Keep only the lines of the listing that include the word "elderly", and copy them.

Start of Block

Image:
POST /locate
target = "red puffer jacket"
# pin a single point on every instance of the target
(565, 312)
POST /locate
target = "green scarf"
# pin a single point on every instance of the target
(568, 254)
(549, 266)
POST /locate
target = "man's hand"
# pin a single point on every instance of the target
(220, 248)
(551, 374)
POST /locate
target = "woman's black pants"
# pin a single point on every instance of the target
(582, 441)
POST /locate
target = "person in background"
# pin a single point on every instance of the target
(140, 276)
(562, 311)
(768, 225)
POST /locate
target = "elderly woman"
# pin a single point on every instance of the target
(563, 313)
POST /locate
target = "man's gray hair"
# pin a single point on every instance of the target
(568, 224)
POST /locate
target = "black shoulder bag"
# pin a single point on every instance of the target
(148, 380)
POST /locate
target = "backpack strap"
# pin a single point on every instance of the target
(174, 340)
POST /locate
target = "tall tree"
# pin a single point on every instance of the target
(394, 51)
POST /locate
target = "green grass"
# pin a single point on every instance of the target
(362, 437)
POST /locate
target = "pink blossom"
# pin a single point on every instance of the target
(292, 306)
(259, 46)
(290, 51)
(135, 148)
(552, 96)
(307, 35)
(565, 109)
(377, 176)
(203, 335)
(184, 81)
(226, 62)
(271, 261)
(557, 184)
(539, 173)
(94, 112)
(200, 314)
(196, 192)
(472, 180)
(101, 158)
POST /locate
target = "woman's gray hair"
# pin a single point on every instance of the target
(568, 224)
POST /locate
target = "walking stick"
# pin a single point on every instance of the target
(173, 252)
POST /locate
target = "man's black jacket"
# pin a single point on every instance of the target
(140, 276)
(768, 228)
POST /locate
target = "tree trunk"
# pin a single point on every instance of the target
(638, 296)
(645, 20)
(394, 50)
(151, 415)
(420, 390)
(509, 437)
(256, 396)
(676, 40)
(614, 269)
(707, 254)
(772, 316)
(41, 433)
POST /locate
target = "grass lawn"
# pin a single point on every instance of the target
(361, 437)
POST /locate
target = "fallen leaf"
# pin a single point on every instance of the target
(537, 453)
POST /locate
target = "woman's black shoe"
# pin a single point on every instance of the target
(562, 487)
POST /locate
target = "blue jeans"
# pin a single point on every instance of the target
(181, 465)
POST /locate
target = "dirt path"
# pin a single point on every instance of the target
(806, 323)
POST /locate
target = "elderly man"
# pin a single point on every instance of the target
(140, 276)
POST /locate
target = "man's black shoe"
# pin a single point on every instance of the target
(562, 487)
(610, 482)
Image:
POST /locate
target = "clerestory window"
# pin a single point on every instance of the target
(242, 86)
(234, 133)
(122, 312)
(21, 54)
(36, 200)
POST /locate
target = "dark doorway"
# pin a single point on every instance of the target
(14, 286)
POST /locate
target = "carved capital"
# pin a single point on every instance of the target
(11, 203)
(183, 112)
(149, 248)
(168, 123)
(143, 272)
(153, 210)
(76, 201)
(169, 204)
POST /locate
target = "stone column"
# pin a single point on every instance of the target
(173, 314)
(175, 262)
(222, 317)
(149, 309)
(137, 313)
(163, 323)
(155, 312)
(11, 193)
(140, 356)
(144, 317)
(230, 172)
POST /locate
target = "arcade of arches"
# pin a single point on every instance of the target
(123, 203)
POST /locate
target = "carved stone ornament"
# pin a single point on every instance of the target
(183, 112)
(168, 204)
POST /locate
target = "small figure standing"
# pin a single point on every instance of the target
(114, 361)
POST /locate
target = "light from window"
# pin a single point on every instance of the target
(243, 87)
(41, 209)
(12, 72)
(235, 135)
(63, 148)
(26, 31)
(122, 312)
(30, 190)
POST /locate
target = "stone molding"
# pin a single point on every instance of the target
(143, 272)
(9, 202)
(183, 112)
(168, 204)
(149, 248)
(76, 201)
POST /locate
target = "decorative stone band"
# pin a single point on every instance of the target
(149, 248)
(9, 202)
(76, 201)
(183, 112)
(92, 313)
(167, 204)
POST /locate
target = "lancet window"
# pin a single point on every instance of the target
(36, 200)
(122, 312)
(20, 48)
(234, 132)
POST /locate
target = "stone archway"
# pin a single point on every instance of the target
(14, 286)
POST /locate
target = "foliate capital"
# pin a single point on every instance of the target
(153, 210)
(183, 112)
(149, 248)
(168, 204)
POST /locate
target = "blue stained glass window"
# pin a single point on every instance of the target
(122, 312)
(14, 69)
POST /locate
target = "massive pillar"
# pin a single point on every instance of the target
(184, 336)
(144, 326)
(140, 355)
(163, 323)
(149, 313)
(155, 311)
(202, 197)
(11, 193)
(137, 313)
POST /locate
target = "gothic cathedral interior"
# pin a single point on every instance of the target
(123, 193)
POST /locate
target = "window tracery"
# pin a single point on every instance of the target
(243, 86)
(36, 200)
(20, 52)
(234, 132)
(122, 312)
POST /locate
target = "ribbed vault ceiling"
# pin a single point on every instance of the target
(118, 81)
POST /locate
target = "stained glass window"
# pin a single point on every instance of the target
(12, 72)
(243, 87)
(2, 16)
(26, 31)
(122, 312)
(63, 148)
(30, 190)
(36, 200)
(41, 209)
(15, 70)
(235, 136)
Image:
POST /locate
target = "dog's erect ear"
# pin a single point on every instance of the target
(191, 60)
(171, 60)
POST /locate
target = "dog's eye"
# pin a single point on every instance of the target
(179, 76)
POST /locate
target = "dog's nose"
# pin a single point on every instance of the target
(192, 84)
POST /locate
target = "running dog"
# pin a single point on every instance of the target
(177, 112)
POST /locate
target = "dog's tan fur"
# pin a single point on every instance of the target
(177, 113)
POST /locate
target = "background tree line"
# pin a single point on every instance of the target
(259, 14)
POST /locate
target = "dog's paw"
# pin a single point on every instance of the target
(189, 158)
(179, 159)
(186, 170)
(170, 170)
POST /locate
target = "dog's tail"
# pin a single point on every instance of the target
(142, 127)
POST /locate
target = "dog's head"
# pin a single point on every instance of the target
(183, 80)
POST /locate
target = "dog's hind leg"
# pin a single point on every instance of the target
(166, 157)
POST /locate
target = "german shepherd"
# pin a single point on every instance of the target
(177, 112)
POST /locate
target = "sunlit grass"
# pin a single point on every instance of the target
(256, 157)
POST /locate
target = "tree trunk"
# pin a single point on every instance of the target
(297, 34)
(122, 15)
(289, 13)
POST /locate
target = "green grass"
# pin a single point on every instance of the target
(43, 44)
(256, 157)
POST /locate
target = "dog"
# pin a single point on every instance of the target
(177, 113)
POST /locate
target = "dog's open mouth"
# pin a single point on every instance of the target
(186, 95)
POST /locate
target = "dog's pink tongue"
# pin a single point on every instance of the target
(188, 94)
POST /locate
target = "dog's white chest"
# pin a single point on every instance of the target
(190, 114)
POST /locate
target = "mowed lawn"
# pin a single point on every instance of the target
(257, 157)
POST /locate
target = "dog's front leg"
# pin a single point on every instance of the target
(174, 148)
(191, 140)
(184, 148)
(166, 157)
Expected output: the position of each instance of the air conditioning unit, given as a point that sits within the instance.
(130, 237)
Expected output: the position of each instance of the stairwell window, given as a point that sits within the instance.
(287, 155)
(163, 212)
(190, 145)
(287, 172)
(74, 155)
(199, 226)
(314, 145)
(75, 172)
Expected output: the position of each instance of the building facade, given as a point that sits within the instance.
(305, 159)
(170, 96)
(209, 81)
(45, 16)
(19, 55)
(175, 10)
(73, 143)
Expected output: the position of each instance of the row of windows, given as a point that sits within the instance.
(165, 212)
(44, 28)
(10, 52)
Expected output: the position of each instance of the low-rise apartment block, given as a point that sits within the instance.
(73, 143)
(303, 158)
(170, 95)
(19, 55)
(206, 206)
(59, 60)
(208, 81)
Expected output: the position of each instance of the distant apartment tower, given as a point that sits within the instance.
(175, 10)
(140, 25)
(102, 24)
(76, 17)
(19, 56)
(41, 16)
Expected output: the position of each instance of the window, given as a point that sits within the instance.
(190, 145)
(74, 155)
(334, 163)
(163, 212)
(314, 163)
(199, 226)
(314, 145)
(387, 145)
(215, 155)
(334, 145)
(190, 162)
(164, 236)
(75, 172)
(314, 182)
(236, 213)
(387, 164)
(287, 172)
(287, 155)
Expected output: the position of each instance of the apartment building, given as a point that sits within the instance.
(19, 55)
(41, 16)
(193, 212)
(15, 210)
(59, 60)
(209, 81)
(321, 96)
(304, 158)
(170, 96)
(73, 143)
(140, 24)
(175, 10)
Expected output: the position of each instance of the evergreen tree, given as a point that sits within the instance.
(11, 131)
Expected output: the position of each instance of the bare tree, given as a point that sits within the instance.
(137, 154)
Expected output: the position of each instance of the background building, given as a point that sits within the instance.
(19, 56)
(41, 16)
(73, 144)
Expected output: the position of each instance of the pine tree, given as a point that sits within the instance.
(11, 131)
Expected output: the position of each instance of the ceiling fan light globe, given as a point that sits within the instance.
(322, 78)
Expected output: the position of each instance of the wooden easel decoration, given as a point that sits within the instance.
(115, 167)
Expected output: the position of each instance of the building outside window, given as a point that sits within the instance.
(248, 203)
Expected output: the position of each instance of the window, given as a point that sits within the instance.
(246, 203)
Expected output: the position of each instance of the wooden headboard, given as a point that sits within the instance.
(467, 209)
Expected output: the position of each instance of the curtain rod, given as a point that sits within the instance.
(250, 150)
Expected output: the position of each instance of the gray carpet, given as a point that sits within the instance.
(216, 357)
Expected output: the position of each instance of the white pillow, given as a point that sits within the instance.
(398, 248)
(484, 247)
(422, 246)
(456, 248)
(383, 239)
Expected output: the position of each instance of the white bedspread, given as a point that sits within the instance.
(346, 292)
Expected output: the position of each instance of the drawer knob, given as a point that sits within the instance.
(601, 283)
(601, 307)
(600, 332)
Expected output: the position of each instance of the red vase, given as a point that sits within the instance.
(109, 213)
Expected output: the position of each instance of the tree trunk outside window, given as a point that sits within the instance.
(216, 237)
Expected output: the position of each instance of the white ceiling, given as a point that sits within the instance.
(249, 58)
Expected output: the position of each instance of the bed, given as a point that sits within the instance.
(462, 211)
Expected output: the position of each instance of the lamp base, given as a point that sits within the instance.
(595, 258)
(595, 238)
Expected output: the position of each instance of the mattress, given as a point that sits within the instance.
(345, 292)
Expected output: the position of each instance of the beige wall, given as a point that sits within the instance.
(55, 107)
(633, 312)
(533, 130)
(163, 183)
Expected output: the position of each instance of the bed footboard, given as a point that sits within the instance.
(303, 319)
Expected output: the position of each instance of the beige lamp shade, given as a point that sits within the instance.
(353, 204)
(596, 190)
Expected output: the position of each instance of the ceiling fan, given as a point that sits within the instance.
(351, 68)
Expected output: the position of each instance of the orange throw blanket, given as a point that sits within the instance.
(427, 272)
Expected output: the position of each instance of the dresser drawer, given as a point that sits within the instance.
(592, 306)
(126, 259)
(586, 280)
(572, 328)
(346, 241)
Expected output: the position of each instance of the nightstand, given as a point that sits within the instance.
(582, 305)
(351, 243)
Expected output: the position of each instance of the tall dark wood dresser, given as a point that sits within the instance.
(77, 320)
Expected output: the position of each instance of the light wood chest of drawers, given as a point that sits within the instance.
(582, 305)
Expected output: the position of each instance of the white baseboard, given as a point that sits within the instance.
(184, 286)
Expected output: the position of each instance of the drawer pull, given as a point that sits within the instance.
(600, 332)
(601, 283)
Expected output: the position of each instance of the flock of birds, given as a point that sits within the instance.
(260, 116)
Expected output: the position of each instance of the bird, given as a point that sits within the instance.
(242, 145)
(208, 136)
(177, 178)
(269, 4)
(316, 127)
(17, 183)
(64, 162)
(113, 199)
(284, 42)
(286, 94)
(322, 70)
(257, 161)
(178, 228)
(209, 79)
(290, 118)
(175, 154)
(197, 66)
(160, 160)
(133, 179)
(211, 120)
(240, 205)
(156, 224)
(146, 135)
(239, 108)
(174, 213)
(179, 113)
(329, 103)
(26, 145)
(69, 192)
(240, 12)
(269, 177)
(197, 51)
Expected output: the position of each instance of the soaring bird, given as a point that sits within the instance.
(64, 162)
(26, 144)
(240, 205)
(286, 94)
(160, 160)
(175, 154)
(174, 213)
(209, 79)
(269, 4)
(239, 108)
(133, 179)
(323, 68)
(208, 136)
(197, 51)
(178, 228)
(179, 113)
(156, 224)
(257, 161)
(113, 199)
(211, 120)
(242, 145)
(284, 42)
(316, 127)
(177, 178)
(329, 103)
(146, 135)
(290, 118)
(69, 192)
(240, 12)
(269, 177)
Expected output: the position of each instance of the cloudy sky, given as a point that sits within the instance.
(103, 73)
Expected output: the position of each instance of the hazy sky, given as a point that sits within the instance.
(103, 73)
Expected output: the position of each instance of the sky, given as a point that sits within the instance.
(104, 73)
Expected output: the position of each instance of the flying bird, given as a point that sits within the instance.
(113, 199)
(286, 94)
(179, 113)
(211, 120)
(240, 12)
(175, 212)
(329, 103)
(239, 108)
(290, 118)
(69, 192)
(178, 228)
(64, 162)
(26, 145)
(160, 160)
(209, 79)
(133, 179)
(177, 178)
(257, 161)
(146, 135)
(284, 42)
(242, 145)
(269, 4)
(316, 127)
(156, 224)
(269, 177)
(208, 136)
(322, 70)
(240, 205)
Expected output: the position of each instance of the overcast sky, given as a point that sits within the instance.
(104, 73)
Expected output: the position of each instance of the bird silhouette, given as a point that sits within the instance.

End of Block

_RESULT BELOW_
target = "elderly woman"
target = "elderly man"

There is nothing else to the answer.